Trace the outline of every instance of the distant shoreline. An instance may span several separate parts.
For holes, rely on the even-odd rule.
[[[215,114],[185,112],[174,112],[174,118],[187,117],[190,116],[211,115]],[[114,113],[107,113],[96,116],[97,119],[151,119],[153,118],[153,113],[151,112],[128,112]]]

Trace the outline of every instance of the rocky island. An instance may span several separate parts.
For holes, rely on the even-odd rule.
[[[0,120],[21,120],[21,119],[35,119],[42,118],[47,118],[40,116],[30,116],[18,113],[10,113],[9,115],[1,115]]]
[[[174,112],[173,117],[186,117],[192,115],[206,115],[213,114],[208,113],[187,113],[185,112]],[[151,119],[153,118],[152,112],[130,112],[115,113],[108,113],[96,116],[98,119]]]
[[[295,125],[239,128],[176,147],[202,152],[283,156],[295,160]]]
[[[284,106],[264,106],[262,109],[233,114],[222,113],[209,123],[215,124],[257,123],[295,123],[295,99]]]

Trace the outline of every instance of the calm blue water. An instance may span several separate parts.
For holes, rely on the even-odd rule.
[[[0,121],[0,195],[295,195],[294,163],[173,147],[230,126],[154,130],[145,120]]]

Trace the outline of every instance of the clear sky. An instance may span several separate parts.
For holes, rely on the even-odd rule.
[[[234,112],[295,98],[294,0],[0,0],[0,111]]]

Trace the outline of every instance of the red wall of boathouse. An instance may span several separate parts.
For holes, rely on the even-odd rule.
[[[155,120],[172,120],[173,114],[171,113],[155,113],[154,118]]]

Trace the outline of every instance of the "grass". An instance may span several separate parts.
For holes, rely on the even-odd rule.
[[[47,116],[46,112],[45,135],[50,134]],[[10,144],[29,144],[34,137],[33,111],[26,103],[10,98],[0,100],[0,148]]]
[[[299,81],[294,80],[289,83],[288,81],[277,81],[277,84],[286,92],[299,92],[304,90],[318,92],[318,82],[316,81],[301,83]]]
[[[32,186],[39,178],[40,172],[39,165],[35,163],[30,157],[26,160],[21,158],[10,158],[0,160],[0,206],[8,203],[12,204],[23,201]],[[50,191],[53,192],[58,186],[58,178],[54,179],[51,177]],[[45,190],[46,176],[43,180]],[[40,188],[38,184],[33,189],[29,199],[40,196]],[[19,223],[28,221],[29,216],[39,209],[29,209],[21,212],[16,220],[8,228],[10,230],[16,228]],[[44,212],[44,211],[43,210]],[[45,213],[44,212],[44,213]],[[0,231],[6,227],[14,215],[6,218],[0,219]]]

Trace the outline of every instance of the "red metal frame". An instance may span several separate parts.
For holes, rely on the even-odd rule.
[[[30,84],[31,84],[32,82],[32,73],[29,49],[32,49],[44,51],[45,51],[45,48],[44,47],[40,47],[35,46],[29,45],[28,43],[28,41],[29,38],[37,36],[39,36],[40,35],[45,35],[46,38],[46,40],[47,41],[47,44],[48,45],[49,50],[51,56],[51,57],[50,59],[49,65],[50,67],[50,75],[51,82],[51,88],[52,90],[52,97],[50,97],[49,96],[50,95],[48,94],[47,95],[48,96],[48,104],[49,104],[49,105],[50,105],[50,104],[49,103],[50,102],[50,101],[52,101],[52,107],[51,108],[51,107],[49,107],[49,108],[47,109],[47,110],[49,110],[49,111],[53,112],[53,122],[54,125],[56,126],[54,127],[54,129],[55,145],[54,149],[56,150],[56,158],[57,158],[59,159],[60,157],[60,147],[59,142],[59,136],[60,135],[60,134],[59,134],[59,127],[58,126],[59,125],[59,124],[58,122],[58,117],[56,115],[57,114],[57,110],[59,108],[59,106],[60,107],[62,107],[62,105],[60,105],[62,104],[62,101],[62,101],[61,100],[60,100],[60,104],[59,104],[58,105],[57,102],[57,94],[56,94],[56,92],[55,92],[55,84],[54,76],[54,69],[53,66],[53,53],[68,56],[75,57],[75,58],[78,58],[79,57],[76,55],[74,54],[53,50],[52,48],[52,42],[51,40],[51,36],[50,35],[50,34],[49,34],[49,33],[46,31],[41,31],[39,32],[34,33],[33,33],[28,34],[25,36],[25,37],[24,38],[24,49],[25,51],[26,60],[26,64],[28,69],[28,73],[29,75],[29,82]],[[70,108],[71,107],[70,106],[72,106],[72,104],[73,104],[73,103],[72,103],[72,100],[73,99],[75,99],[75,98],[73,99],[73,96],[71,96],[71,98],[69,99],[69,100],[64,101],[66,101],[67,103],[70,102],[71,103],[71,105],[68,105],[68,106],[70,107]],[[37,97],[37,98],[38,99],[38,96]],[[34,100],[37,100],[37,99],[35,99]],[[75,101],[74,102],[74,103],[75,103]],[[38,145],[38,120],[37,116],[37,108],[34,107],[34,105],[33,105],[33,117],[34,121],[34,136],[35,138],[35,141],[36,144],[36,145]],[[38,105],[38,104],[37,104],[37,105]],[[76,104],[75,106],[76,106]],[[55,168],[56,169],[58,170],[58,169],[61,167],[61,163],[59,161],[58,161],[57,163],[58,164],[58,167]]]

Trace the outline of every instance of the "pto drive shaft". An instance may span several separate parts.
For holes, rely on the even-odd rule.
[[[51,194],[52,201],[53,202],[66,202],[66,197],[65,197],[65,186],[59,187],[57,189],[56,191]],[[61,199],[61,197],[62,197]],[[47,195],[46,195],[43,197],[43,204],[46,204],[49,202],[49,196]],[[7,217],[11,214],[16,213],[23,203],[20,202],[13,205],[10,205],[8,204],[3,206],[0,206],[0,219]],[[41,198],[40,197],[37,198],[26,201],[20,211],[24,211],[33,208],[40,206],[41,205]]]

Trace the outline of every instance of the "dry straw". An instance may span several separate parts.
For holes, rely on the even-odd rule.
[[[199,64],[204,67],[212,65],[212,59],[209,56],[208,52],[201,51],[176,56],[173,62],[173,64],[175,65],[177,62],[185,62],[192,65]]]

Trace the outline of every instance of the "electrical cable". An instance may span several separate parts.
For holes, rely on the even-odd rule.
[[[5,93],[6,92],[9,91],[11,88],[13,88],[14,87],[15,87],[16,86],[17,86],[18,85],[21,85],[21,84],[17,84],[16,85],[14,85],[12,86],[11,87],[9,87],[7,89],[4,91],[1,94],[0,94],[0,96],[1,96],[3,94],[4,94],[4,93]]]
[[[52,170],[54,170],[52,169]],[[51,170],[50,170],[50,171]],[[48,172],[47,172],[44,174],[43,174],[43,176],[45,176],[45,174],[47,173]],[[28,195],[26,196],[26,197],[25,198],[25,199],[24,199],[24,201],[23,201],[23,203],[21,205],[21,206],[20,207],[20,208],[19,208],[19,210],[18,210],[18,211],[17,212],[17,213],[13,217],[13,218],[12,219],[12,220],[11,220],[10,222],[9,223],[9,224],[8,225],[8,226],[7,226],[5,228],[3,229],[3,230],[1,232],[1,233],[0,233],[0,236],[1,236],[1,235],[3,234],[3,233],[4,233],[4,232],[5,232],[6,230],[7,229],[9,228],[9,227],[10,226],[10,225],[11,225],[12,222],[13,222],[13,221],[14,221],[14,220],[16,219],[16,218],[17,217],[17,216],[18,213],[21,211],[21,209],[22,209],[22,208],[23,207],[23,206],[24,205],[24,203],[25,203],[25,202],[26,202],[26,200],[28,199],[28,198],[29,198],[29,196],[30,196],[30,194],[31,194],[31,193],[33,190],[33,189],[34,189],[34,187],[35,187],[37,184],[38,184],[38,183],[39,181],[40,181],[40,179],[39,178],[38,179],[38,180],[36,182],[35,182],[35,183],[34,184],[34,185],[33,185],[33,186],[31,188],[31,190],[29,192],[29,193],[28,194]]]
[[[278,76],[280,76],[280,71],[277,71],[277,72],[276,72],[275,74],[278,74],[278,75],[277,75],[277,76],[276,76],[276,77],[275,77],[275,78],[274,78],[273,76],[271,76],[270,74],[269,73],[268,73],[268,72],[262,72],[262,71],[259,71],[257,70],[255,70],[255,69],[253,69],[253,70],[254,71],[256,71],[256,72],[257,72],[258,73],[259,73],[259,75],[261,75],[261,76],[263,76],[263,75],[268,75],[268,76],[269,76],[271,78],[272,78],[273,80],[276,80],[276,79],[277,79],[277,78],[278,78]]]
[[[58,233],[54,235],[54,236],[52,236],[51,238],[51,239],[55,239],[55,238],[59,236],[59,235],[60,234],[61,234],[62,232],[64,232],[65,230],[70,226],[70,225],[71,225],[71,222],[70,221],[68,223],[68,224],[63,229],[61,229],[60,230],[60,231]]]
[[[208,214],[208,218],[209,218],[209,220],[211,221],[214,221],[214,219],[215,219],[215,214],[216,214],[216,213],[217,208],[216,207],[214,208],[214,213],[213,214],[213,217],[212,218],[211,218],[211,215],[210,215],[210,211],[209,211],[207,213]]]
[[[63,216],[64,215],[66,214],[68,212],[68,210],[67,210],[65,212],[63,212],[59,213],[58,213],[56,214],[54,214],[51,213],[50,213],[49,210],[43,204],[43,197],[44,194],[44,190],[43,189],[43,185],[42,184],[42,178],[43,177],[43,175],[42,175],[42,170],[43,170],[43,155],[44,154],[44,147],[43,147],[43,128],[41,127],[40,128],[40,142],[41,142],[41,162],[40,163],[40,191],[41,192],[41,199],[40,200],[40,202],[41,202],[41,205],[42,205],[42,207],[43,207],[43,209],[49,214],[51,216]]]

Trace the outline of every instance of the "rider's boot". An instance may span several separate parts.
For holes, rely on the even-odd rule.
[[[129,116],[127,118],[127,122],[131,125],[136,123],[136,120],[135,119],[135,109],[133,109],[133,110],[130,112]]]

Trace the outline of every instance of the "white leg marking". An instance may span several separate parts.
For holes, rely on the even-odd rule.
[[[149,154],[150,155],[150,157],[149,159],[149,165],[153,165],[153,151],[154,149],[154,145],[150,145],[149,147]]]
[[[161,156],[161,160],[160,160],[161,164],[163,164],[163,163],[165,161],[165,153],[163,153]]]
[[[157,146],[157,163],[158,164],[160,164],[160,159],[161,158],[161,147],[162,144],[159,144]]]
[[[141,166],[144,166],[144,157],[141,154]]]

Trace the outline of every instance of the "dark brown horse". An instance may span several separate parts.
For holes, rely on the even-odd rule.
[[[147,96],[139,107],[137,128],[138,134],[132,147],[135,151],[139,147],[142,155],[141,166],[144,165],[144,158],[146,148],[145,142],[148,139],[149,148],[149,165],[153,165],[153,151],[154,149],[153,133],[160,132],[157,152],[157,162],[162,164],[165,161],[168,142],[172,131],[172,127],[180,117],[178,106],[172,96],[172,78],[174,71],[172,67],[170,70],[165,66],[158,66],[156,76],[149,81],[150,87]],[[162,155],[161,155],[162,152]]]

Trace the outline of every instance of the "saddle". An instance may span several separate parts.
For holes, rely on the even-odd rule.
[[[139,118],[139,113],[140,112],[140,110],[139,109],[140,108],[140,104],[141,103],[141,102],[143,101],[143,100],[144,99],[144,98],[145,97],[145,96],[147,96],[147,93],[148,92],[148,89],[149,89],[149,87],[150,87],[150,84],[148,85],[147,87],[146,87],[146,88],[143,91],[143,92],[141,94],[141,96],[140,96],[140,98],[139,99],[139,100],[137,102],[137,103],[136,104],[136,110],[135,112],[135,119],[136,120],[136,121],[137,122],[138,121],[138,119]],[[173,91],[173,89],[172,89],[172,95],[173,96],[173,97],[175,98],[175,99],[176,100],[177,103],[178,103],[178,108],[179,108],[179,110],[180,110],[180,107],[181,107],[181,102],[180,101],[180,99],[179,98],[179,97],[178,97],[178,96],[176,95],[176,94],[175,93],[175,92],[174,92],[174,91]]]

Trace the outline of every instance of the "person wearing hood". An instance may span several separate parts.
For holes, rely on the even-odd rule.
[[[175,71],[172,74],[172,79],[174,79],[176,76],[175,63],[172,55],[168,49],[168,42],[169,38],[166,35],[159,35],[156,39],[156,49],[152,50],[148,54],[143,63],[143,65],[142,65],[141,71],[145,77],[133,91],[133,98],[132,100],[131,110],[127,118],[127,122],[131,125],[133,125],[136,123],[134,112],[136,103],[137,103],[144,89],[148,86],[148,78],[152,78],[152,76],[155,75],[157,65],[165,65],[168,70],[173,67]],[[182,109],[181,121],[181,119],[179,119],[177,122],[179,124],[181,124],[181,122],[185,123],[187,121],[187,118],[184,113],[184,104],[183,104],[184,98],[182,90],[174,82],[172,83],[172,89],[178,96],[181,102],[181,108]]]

## WHAT TO WORK ON
Please count the lines in the data above that contain the string "drive", and give only that number.

## COMPLETE RESPONSE
1